__Requirement__. Copy out, unchanged, everything from the line containing "belt in the photo above." down to the line containing "(236, 1303)" in the items below.

__Dataset extract__.
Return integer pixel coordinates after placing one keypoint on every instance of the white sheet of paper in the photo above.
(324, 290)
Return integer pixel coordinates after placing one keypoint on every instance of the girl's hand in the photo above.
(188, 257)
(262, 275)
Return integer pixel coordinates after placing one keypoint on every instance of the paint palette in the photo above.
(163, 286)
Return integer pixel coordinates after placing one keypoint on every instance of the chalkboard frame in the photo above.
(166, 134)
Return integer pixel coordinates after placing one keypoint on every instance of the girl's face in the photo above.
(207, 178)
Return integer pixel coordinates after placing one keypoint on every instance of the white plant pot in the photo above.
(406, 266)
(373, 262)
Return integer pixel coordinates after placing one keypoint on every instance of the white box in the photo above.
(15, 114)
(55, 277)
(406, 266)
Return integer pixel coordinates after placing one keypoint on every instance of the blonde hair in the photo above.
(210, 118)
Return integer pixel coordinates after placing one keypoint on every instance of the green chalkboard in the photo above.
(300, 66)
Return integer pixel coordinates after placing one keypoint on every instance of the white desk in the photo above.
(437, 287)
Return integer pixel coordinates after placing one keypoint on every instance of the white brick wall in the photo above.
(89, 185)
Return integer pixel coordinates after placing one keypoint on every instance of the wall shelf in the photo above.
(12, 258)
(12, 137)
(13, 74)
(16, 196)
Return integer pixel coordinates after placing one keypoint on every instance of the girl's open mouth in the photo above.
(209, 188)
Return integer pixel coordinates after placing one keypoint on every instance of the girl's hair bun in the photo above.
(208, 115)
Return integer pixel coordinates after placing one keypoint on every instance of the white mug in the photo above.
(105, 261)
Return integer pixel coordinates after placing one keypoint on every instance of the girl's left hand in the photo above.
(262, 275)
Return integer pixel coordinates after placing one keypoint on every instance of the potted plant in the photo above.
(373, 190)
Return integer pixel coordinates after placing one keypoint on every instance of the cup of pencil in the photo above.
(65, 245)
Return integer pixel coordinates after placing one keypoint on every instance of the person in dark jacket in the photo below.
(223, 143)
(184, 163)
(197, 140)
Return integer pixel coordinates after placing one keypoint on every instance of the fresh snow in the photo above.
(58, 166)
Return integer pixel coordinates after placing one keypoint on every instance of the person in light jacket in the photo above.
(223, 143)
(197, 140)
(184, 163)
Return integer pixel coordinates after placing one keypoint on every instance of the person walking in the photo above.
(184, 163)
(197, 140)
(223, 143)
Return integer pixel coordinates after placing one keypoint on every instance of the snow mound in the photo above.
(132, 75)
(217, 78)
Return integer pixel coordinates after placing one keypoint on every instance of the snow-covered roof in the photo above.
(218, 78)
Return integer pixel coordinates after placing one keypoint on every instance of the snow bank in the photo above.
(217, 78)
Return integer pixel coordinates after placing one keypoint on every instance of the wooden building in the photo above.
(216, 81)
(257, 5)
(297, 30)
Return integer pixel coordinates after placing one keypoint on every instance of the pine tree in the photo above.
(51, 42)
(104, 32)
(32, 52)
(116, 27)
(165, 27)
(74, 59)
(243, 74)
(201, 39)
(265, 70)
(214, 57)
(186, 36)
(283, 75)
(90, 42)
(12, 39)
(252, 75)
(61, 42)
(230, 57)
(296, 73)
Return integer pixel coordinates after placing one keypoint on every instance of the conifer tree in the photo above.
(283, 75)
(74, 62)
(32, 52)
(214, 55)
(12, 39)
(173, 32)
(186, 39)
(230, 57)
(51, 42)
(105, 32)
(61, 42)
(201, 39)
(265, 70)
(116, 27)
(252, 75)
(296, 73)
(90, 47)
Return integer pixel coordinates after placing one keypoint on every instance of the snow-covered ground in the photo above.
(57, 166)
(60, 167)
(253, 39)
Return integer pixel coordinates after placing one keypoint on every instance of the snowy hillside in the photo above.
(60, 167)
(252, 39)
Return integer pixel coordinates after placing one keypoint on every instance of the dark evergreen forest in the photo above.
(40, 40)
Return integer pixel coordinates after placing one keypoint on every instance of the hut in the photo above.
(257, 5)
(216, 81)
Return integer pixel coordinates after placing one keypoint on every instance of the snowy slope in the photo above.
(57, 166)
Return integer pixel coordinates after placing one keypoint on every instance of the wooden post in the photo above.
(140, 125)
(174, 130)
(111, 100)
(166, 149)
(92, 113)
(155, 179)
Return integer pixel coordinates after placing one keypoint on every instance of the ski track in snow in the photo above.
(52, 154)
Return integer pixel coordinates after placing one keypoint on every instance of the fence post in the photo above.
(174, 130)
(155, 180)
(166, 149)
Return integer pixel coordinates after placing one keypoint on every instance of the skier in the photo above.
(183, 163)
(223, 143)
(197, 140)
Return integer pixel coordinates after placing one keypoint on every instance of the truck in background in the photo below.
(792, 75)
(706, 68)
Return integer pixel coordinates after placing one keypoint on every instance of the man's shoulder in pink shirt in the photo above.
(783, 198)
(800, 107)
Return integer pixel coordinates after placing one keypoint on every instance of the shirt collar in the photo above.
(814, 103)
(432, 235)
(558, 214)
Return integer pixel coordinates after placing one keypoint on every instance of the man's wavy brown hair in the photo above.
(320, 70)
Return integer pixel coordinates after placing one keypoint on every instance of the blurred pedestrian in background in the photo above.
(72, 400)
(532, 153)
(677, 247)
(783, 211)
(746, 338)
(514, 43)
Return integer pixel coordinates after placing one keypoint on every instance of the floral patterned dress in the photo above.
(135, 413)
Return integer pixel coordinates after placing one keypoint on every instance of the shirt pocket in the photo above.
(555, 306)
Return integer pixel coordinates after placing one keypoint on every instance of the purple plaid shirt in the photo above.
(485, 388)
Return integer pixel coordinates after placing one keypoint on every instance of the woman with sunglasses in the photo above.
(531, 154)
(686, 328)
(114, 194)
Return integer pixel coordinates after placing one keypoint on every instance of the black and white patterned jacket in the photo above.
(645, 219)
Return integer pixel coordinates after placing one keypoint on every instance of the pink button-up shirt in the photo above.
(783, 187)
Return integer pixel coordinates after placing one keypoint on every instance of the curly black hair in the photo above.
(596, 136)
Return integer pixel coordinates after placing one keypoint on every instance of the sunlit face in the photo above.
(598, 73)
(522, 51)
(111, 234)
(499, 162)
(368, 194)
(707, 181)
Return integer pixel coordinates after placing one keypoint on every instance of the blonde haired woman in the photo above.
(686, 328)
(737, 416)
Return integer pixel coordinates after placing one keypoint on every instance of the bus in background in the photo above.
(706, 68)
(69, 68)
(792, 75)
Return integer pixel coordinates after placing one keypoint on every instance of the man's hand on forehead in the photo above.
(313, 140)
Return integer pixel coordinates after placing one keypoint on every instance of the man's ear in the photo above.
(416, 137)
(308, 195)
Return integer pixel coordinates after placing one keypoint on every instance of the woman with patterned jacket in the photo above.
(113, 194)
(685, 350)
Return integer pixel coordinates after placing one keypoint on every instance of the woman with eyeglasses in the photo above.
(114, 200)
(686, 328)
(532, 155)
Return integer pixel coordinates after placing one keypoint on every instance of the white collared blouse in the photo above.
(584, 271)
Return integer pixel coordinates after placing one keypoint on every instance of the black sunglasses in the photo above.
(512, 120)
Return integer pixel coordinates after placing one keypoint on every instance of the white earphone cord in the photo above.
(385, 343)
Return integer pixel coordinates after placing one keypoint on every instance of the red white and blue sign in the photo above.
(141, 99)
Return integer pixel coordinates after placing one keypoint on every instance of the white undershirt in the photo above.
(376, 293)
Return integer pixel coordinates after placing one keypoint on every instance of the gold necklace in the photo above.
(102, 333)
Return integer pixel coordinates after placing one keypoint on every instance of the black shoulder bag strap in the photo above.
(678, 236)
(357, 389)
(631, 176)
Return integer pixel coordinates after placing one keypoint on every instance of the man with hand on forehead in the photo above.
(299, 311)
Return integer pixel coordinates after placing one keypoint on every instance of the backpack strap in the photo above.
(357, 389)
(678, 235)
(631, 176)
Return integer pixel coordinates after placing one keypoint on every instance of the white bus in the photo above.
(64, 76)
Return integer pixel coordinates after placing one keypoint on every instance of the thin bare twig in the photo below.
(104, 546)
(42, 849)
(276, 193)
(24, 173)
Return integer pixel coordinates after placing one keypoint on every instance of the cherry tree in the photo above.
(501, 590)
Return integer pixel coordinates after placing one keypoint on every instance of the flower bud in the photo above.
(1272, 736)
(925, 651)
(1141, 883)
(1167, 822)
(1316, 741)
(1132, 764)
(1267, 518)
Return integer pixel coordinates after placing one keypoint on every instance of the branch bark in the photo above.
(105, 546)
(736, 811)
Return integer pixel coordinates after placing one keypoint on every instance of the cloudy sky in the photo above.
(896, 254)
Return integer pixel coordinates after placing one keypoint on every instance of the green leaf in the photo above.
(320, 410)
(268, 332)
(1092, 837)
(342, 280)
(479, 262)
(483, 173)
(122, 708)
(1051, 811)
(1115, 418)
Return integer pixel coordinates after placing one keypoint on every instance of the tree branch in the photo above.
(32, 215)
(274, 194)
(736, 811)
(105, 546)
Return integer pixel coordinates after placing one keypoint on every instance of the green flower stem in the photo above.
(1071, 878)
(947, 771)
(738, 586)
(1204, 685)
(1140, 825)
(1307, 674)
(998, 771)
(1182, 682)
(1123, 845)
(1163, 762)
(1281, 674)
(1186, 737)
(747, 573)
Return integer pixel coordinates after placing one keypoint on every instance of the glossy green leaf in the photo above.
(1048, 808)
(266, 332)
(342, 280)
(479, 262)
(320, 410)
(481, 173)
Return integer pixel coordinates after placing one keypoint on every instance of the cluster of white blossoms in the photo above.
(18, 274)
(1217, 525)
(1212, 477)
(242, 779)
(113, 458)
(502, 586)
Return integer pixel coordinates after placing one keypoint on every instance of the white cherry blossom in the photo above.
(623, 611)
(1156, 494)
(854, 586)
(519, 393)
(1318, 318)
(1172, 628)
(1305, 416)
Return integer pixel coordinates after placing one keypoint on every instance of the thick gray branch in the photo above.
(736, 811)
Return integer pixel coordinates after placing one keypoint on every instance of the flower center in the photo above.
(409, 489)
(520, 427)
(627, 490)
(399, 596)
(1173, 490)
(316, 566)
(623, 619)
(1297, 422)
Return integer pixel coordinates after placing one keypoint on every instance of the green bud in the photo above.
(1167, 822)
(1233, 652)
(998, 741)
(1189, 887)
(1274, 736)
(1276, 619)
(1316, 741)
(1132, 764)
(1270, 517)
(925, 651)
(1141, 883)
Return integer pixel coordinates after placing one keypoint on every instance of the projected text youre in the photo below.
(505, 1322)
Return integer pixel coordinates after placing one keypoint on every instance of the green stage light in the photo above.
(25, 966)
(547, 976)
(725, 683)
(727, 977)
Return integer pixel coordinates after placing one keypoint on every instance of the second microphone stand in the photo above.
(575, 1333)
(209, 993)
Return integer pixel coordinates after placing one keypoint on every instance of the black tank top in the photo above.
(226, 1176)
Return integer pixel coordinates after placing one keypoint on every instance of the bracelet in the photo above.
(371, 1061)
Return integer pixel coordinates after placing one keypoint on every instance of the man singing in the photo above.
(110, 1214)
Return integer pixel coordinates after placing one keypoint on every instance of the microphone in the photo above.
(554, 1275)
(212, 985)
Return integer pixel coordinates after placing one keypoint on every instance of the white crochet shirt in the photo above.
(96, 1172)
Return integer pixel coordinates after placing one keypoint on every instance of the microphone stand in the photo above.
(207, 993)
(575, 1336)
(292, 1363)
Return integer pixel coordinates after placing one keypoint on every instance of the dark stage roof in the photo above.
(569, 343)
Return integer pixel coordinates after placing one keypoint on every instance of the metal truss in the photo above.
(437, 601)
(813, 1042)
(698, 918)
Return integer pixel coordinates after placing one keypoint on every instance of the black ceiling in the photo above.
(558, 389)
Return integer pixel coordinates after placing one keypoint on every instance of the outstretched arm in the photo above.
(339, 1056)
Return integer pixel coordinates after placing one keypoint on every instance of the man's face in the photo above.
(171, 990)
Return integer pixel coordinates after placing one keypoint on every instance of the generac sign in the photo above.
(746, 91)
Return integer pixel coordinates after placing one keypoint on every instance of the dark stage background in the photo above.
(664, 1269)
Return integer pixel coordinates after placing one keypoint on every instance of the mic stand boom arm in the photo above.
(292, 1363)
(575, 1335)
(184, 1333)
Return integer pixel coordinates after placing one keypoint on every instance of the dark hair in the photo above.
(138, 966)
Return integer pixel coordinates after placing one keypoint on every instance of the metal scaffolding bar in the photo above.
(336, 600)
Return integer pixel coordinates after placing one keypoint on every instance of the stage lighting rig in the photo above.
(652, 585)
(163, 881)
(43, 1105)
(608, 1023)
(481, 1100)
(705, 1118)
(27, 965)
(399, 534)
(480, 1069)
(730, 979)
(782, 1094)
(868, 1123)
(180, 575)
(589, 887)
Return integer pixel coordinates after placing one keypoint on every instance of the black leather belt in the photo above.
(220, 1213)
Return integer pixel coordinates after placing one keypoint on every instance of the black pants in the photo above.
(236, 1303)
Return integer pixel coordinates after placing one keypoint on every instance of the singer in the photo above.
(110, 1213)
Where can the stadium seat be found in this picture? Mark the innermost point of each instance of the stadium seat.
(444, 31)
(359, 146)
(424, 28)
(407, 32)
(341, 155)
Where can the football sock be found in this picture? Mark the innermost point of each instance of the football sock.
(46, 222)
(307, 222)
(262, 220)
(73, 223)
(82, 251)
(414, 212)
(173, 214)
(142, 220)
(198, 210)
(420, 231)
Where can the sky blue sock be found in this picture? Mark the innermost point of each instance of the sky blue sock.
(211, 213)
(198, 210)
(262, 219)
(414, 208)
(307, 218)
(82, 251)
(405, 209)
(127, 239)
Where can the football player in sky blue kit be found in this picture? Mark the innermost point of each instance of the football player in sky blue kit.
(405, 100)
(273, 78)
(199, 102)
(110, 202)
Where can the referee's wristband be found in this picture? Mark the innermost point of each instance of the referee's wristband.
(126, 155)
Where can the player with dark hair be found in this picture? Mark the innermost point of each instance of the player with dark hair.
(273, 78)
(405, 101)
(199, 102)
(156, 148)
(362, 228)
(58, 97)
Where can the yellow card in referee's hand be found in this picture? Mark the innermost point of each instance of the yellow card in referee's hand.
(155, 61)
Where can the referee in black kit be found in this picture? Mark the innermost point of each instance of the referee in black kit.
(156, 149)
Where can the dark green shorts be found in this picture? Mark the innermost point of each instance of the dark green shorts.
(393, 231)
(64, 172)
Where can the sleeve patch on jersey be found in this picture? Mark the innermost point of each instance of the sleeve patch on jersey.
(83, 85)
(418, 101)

__Finished task__.
Return integer pixel coordinates after placing one keypoint on every instance of the black leather belt in the photo above.
(220, 1213)
Return integer pixel coordinates after placing one keypoint on every instance of the black pants in the photo above.
(236, 1303)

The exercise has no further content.